* _WRITTEN PROBLEM_: Reproduce the listing below with "this photo" swapped for "the image" wherever it occurs, keeping everything else the same. Omit the pictures from your reply.

Excerpts from point annotation data:
::::::::

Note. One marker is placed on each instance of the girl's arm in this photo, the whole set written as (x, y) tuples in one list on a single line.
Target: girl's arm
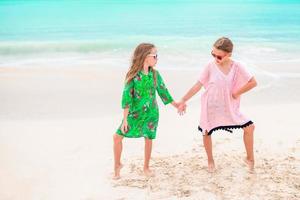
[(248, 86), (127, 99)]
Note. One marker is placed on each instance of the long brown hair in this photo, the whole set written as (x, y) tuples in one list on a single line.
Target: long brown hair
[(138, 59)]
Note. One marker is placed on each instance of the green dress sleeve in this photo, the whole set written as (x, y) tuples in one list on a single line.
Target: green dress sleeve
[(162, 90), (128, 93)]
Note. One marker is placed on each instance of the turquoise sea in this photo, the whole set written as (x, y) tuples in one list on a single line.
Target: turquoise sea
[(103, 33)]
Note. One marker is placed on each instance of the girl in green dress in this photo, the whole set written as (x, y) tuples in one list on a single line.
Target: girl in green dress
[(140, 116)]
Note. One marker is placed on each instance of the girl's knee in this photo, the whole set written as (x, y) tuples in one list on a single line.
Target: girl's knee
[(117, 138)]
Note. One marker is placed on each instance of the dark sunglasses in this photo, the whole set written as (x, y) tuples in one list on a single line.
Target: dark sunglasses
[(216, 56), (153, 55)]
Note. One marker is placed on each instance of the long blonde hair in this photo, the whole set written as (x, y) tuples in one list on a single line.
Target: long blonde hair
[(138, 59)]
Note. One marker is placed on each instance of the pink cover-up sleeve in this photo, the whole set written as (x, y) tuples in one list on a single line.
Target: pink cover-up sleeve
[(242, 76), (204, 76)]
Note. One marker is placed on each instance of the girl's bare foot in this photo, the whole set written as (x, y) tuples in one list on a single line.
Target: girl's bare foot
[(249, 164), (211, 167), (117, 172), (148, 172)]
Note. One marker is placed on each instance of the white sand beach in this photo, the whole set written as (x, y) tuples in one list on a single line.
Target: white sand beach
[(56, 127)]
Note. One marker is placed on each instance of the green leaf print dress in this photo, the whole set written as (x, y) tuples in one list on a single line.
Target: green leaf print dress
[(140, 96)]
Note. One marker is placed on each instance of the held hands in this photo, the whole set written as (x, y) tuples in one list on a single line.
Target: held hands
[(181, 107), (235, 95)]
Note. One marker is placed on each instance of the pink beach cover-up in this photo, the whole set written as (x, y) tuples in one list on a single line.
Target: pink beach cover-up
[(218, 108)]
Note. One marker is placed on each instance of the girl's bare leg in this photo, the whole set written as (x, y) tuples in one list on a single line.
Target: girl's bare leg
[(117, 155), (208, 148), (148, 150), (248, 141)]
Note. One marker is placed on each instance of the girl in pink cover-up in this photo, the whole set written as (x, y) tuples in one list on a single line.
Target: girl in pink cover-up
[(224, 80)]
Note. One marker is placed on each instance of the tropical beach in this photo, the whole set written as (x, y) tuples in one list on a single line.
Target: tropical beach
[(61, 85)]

::::::::

* _IN RESPONSE_:
Note. One marker is placed on each instance of the girl's arm in the image, the whole set written as (x, y) tuples in one list on a single line.
Target: girl's arm
[(248, 86), (127, 99)]
Note. One marker is placed on each instance of the long brown hair in the image, the whole set written as (x, y) tuples in one list on a single line.
Target: long brown hair
[(138, 59)]
Note. One marker is placed on each instance of the green dress sleeve in the image, the whole set written as (x, y) tuples in one list on a single line.
Target: green dress sleeve
[(162, 90), (128, 93)]
Note. One marker is placed on each instance of the turquoise sea in the image, the whole set written as (x, y) tuples in one list on a single line.
Target: turquoise sea
[(103, 33)]
Note. One marker is placed on each instance of the girl in green dress in the image, the whole set written as (x, y) tuples in one list on a single line.
Target: girl in green dress
[(140, 116)]
Note. One marker is placed on each instance of the girl's knee in the image, the whole set written as (x, y) tuples in one list on a single line.
Target: girl's knee
[(117, 138)]
Note. One marker is placed on each instance of the dark sunglasses in the image, the whole set written as (x, y) tuples in one list on a single line.
Target: dark sunglasses
[(216, 56), (153, 55)]
Note. One marker is placed on each instance of the long blonde hair in the image, the whole set written as (x, y) tuples in one list on a single line.
Target: long blonde hair
[(138, 59)]
Note. One marker is placed on each instance of the pink cover-up sleeve in the image, the whole set written as (x, y) tuples in one list on a single line.
Target: pink cover-up sleeve
[(242, 76), (204, 76)]
Note. One marker is placed on each instance of the girl's bare foot in the image, the whole set written as (x, y) tuples in one list on a single line.
Target: girl's bare foot
[(249, 164), (211, 167), (117, 172), (148, 172)]
Note. One marker is placed on each instance of the white sand beach in the image, the whole set written as (x, y) tuples in one list on a single line.
Target: white sand beach
[(56, 127)]
Note. One marker is placed on each instance of the green leaf print dress in the image, the whole set written as (x, y) tuples in one list on a single line.
Target: green leaf print dress
[(140, 96)]
Note. One marker is placed on each instance of the held hands in the image, the whole set written as (x, y) tuples in one list on a single line.
Target: held hands
[(181, 107), (235, 95)]
Note. One marker is placed on each instance of the pink beach cover-up in the image, the whole set written as (x, y) tuples in one list on a single line.
Target: pink beach cover-up
[(218, 108)]
Note. One marker is placed on each instance of the girl's bare leg in the image, the whole set written as (x, y) tuples in one list on a single line.
Target: girl's bare leg
[(117, 155), (208, 148), (148, 150), (248, 141)]
Note. One marker is placed on each instance of the girl in pink cover-up in the image, the whole set written as (x, y) tuples in one list on a single line.
Target: girl in pink cover-up
[(224, 80)]
Note. One marker is placed on each instance of the tropical beach in the image, the whole set written as (x, y) tuples in one list on a single line.
Target: tropical beach
[(61, 85)]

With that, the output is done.